▸ **TASK 1**:
In the text on Qlik Sense search indexing, where is search indexing on reload disabled as a standard practice?
▸ **TASK 2**:
Carry on the text on Qlik Sense search indexing from the point where it stops.

▸ **TEXT EXCERPT**:
— begin —
An occasional experience I have using large Qlik Sense applications is typing in the global search bar (AKA Smart Search) and waiting, while a progress bar says Qlik is preparing Smart Search.
This isn’t a feature of the software or how it was intended to work, but the result of a developer’s decision to disable search indexing on reload. Why handicap this Qlik differentiator by disabling building the index during the reload? Why make me wait?
The explanation is inevitably that the developer wanted to shorten the reload time, and search indexing was adding time at the end of a reload. But instead of this blunt method for speeding up reloads, let’s focus on speeding up search indexing, which also speeds up reloads, speeds up Smart Searches, reduces noise in search results, and prevents users from having to see the search indexing progress bar.
Disclaimer: if your data aren’t large (10s of millions or rows+) and frequently reloaded (many times per day), don’t worry about search indexing time, unless you’re a perfectionist.
What does search indexing index?
The search index built at the end of the reload applies only to the Smart Search at the top of the user interface. Regardless of search indexing settings, you can still search and filter by any field individually in dimensions, filter panes, or the selection pane.
Exploring the search indexing options
Script complexity | Reload time | Extra user wait time | Search time | Search result quality | |
---|---|---|---|---|---|
Create search index during reload | ✓ | ✕ | ✓ | − | − |
Create search index on first search | ✓ | ✓ | ✕ | − | − |
Index during reload, but only included fields | − | ✓ | ✓ | ✓ | ✓ |
Index everything on reload
How to implement
SET CreateSearchIndexOnReload = 1;
When you create a new app, this variable and value are already set, by default, in the system variables. So do nothing, basically.
Result and recommendation
Some time is added to the end of the reload while all fields in the data model are indexed for Smart Search. Users can get immediate results, but search may take longer and there may be more noise in the results because every field was indexed.
For small-to-medium data sets, this may be perfectly fine.
Delay indexing until the first search is executed
How to implement
SET CreateSearchIndexOnReload = 0;
Result and recommendation
No time is added to the end of the reload for search indexing. When the first user attempts his or her first search, they will wait for the indexing to happen. The searches may also take longer and there may be more noise in the results because every field was indexed.
While this is generally a bad combination of outcomes and one we do not recommend for a typical user-facing application, it can sometimes be appropriate to disable. We disable search indexing on reload in all our QVD generators, as a standard practice. While tiny, this would be wasted compute for whatever metadata is in the QVD generator’s data model. Some Qlik solutions may not expose the global search bar at all, like mashups, embedded solutions, or custom web apps, so there may be no cost to disabling it in those scenarios. And of course you can disable it during development, before you publish.
— end —
▸ **DATASET EXCERPT**:
— begin —
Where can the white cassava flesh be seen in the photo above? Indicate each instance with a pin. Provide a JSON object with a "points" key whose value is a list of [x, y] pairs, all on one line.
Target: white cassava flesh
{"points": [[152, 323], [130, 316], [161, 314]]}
— end —
▸ **WRITTEN RESPONSE 1**:
In all of their QVD generators.

▸ **WRITTEN RESPONSE 2**:
Refine which fields are indexed for Smart Search
How to exclude only certain fields
SET CreateSearchIndexOnReload = 1; SEARCH EXCLUDE [*Field List];
How to include only certain fields
SET CreateSearchIndexOnReload = 1; SEARCH EXCLUDE *; SEARCH INCLUDE [*Field List];
Note that the syntax for including and excluding fields enables you to use wildcards when referring to field names.
Result and recommendation
A very small amount of time is added to the end of the reload while only the included fields in the data model are indexed for Smart Search. The fields to include will likely be dimensions and perhaps not much else. (The excluded fields will never be part of Smart Search indexing or results, but remember that those fields can still be searched individually.) Users can get immediate results, searching will be faster, and the results will be less noisy, based on the smaller domain of fields/field values searched.
This is the best all-around outcome for the effort for large, user-facing applications. If your application is small enough, you can decide whether it’s worthwhile.
Development best practices that also make it easy to tune search indexing
There are some general best practices that create win-win outcomes if you’re considering trying to speed up search indexing.
Exclude unused fields from data model
Qlik won’t index a field that isn’t there.
Exclude unnecessary detail in field values
Reducing the number of distinct values in fields creates smaller, faster search indexing and searches. Some examples might be fractions of seconds or field values that are not of interest and could be grouped into an “other” bucket.
Autonumber keys with non-user-facing data values; use HidePrefix or HideSuffix for metadata fields
If you already have a practice of Autonumbering fields to reduce the data model size, you will be happy to hear that Autonumbered fields are automatically excluded from search indexing. Remember you should even Autonumber fields that are already numeric (like system-maintained keys) that are not meaningful to users.
Hidden fields, including long text field values, like you might find in a data dictionary or change log, are also automatically excluded from search indexing.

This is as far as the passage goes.